### VORGEGEBENER TEXT
Donnerstag, 7. Februar 2013

Unvergessene Schnurren

Gestern, vor dem Aufbruch zur Frühschicht: ich sitze um kurz nach fünf in der Küche meiner 2er- WG und nehme mein übliches Frühstück zu mir, bestehend aus einer Tasse Kaffee und Zigarette.
Um meinen Mitbewohner nicht zu wecken, höre ich Radio auf genehmer Lautstärke. SWR 1 dudelt vor sich hin und hat einen Vinyl- Tag angekündigt: 24 Stunden lang spielen die Moderatoren ausschließlich Singles und LP's, was mir weniger wegen der Musik großes Vergnügen bereitet; denn in einem eigentlich durchorganisierten öffentlich- rechtlichen Sender plötzlich Ansager zu hören, die vergessen, den Tonarm abzulassen, was sekundenlange Stille zur Folge hat, oder feststellen, daß in der Hülle der Platte, die sie gerade spielen wollten, eine ganz andere Single steckt (welche sie spontan trotzdem auflegen) bzw. ihre Kollegen fragen, ob die nun angekündigte Platte auf 33 oder 45 läuft: das ist irgendwie niedlich.

### AUFGABEN
(1) Aktualisiere die Einträge von der Zeile mit „on the grassy“ bis einschließlich zur letzten Zeile der Einträge, indem du „bush“ durch „shrub“ ersetzt. Alles andere bleibt unverändert.
(2) Schreib den Text über den Vinyl-Tag bei SWR 1 nach seinem letzten Satz weiter.

### DATENZEILEN
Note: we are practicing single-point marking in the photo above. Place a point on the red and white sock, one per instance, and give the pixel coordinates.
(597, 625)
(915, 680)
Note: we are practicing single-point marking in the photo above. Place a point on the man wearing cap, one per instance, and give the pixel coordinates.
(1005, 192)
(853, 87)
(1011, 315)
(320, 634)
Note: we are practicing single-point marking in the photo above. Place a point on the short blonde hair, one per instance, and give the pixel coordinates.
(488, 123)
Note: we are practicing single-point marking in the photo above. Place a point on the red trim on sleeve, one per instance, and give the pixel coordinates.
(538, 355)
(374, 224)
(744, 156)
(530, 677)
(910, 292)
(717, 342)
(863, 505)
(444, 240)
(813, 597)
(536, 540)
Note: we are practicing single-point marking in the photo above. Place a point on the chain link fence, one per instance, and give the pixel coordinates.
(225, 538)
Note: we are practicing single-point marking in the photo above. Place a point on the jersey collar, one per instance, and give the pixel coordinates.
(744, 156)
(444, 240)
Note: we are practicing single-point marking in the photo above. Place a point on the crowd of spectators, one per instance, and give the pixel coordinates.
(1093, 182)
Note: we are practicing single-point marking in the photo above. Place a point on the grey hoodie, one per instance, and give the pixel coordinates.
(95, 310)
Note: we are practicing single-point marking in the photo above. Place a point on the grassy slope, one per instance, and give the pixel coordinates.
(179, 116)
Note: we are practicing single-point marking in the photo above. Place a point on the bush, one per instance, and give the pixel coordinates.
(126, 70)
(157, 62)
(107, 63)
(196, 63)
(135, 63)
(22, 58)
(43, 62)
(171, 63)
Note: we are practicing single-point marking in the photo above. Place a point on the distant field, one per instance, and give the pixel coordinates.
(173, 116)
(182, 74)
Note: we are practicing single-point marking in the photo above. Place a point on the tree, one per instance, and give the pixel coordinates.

### ERGEBNISSE
(1)
Note: we are practicing single-point marking in the photo above. Place a point on the grassy slope, one per instance, and give the pixel coordinates.
(179, 116)
Note: we are practicing single-point marking in the photo above. Place a point on the shrub, one per instance, and give the pixel coordinates.
(126, 70)
(157, 62)
(107, 63)
(196, 63)
(135, 63)
(22, 58)
(43, 62)
(171, 63)
Note: we are practicing single-point marking in the photo above. Place a point on the distant field, one per instance, and give the pixel coordinates.
(173, 116)
(182, 74)
Note: we are practicing single-point marking in the photo above. Place a point on the tree, one per instance, and give the pixel coordinates.

(2)
Es erinnert mich an meine Anfänge (und auch manche sonstigen Totalausfälle) bei Radio Bronkowitz und verschafft mir ein wohliges Gefühl der Sympathie für und Solidarität mit den Kollegen da draußen.
Auch wenn ich morgens nicht zwingend 70er- Jahre- Mainstream hören will: es ist wohltuend, daß meine Hörgewohnheiten in Bezug auf um Perfektion bemühtes Formatradio einmal dermaßen restlos außer Kraft gesetzt werden, und ich habe um diese barbarische Uhrzeit trotz allerlei Scheißmusik schon einen Riesenspaß.
Apropos "Hörgewohnheiten": heute fiel mir eine längst vergessene Anekdote wieder ein, die sich 2002 oder 2003 zutrug und mir beim Erinnern ein Lächeln auf's Gesicht zauberte:

damals arbeitete ich im Franziskushaus in der Scheffelstraße in Karlsruhe und betrat auf dem Weg zur Frühschicht eine Bäckerei mit dem Vorsatz, mir zwei Brezeln zu kaufen.
Bedient wurde ich von einem seltsamen Gnom in weißer Arbeitskleidung, der ca. Mitte 40 war und nicht nur einen erstaunlichen Walroßschnauz und einen anachronistischen, längeren Seitenscheitel zur Schau trug, sondern auch unglaublich schäbige Tätowierungen, die aussahen, als hätte er sie sich während unzähliger schlafloser Nächte in der JVA Bruchsal mit Kulitinte und Stecknadel selbst beigebracht.
Daraufhin entspann sich folgender Dialog:

"Guten Morgen, ich hätte bitte gerne zwei Brezeln."
"Zwei Baguettes?"
"Nein, zwei Brezeln."
"Zwei Baguettes?"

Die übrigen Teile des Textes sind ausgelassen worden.